[Supplied data]:
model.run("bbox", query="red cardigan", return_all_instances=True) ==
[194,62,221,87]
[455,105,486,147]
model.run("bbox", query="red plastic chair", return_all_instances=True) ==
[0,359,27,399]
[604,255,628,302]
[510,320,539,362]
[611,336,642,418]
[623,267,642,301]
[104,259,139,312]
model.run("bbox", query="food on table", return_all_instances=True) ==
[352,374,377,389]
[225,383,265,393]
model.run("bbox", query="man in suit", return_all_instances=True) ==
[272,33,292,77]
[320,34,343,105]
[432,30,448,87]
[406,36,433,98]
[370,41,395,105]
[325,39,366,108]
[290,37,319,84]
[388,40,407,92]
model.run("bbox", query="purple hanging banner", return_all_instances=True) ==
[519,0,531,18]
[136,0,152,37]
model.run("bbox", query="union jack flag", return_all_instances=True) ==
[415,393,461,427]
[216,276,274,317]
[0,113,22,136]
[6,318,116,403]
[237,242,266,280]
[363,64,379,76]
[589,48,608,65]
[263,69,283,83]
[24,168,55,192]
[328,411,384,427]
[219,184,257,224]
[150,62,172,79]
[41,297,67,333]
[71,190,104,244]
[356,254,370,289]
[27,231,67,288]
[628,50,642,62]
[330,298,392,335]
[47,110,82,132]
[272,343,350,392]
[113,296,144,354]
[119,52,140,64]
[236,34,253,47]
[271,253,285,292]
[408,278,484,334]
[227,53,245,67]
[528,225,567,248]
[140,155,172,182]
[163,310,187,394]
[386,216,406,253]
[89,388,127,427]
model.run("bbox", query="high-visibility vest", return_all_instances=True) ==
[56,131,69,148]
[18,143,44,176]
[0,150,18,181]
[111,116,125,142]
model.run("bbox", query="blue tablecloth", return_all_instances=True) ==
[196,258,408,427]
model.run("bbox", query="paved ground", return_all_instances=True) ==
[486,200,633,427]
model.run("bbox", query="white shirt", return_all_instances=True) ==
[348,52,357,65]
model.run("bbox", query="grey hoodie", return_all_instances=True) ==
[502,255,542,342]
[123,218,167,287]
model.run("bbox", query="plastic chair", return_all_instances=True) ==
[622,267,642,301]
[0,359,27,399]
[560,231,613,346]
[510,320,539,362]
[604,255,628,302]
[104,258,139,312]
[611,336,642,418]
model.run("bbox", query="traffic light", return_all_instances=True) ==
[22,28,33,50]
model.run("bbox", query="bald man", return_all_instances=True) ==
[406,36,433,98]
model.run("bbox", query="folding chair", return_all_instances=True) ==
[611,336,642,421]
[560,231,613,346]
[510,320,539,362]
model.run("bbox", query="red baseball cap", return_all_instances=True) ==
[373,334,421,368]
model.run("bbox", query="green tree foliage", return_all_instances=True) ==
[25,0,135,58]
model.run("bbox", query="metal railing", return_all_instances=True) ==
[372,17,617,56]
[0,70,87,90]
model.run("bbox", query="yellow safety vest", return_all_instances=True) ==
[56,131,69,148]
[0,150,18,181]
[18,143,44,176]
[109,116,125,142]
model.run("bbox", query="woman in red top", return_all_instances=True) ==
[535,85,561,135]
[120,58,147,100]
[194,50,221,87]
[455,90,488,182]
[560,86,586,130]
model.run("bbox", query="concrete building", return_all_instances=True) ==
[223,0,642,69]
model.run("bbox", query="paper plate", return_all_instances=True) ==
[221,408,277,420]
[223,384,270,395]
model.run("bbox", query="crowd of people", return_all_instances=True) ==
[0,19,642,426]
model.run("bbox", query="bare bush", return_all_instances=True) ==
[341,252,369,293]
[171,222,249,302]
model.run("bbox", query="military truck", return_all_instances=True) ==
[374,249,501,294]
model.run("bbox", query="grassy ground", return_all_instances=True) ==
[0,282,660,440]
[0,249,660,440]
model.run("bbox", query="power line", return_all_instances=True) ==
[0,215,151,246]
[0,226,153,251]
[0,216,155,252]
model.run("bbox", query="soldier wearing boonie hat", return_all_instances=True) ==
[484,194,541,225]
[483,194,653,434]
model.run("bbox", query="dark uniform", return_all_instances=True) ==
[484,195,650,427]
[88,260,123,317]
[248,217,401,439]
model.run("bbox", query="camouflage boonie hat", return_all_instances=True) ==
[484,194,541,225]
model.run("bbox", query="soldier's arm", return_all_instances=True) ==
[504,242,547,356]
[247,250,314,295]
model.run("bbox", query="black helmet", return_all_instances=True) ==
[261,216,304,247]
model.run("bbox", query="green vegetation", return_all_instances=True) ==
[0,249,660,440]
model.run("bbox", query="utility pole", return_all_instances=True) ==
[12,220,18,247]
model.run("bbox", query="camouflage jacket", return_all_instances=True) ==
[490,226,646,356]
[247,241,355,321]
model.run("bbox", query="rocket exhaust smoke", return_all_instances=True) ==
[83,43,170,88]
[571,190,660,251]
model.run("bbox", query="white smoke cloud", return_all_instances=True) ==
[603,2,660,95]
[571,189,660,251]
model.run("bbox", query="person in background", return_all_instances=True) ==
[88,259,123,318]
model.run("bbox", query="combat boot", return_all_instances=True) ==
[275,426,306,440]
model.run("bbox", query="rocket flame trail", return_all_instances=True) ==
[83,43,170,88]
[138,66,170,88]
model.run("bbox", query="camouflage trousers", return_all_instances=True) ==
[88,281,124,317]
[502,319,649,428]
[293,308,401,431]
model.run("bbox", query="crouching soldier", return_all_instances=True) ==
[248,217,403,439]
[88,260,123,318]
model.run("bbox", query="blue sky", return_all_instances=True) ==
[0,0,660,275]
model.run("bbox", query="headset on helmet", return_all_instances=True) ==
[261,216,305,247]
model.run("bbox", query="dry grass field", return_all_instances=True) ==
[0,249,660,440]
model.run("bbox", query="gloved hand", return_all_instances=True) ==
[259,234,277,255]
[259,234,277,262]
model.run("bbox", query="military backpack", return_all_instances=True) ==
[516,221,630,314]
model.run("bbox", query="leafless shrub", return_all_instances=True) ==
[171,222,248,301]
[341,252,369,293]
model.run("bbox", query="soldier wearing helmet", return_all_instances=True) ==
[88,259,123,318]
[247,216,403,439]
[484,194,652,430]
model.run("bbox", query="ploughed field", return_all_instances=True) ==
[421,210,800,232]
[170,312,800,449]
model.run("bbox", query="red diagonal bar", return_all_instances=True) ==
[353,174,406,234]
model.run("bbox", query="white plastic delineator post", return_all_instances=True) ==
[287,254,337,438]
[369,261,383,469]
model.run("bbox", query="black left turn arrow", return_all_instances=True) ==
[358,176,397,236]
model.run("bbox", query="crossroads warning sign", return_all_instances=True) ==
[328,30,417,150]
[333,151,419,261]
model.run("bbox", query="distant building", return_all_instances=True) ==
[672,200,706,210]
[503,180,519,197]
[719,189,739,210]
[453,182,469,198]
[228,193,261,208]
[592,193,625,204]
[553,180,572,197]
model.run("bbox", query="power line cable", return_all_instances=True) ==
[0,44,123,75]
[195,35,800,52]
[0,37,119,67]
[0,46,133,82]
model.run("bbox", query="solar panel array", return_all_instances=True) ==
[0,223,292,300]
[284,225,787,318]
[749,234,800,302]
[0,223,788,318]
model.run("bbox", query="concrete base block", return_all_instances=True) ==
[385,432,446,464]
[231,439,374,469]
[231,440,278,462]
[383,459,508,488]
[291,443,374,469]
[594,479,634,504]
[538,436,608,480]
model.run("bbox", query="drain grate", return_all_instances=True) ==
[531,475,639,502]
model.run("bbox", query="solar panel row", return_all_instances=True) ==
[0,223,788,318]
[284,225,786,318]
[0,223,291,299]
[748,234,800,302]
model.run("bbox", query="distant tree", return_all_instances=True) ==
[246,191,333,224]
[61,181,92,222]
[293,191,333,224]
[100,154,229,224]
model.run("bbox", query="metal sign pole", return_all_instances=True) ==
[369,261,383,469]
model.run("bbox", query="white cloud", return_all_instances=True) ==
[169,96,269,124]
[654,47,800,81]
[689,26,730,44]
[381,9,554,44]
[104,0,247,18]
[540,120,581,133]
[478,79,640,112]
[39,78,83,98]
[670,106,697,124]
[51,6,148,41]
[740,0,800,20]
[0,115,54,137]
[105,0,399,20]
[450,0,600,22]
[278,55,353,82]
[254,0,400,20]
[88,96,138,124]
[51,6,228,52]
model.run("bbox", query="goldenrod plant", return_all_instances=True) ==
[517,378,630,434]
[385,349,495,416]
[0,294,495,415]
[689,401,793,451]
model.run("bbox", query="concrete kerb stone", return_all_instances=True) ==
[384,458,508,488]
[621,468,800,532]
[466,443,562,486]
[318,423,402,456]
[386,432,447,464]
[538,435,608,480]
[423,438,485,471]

[Written instruction]:
Count the lines in the rows above that contain the string "sign", treating uppercase and lowercase letters as distinct, and give only that number.

[Result of this exercise]:
2